Please retype every row below word for word, leaving the pictures out of your answer.

### Provided material:
——

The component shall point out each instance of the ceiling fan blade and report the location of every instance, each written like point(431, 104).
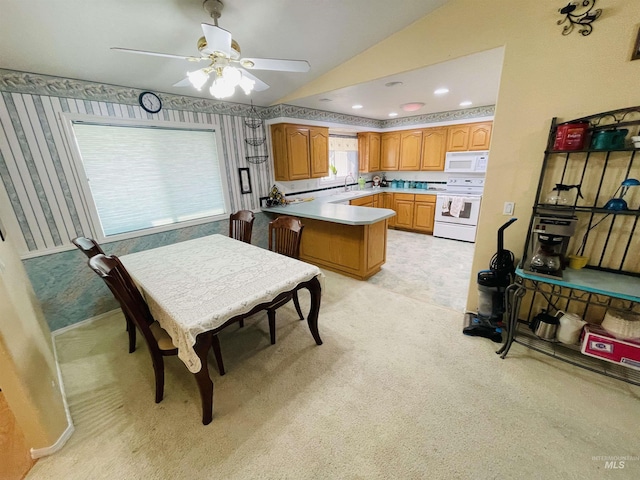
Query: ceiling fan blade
point(168, 55)
point(259, 86)
point(185, 82)
point(276, 64)
point(218, 39)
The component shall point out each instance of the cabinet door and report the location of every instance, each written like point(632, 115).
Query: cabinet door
point(374, 152)
point(389, 151)
point(479, 136)
point(280, 164)
point(387, 202)
point(403, 205)
point(410, 150)
point(424, 214)
point(434, 149)
point(368, 152)
point(458, 138)
point(298, 153)
point(319, 155)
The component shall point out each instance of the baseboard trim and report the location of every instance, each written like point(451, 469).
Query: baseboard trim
point(62, 330)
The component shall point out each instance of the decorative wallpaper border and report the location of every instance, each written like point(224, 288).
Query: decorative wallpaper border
point(33, 83)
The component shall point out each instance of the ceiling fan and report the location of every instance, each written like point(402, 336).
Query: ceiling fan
point(225, 62)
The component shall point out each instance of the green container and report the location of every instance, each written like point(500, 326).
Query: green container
point(609, 139)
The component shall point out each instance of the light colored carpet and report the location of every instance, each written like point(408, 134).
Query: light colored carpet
point(396, 391)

——

### The output:
The component shall point out each instance of the ceiling fan blade and report the location of every instance, each written like point(431, 104).
Query: ceiling fan blade
point(168, 55)
point(259, 86)
point(185, 82)
point(276, 64)
point(218, 39)
The component shall point out each instance of the cabinet door and report the location of every instance, each written like point(632, 115).
Query: cabinet door
point(374, 152)
point(389, 151)
point(479, 136)
point(280, 164)
point(387, 202)
point(403, 205)
point(410, 150)
point(424, 214)
point(434, 149)
point(368, 152)
point(458, 138)
point(298, 153)
point(319, 155)
The component shall point out each instance of the baseboard trim and report the location of every instance, each written like point(451, 469).
Query: baseboard trim
point(62, 330)
The component shall point out each instance of the decorative wallpaper border and report the location of every instance, each written like point(224, 288).
Query: decorative wallpaper border
point(33, 83)
The component shall point out each instance of the ceiling fan and report the location of every instance, each written like point(402, 336).
Query: ceiling fan
point(225, 62)
The component shall point out each instance of the green container and report the location of every instance, each written like point(500, 326).
Query: green container
point(609, 139)
The component shall point out each instance of the light colored carpet and report the location of every instance, each written like point(408, 134).
Query: light colored carpet
point(396, 391)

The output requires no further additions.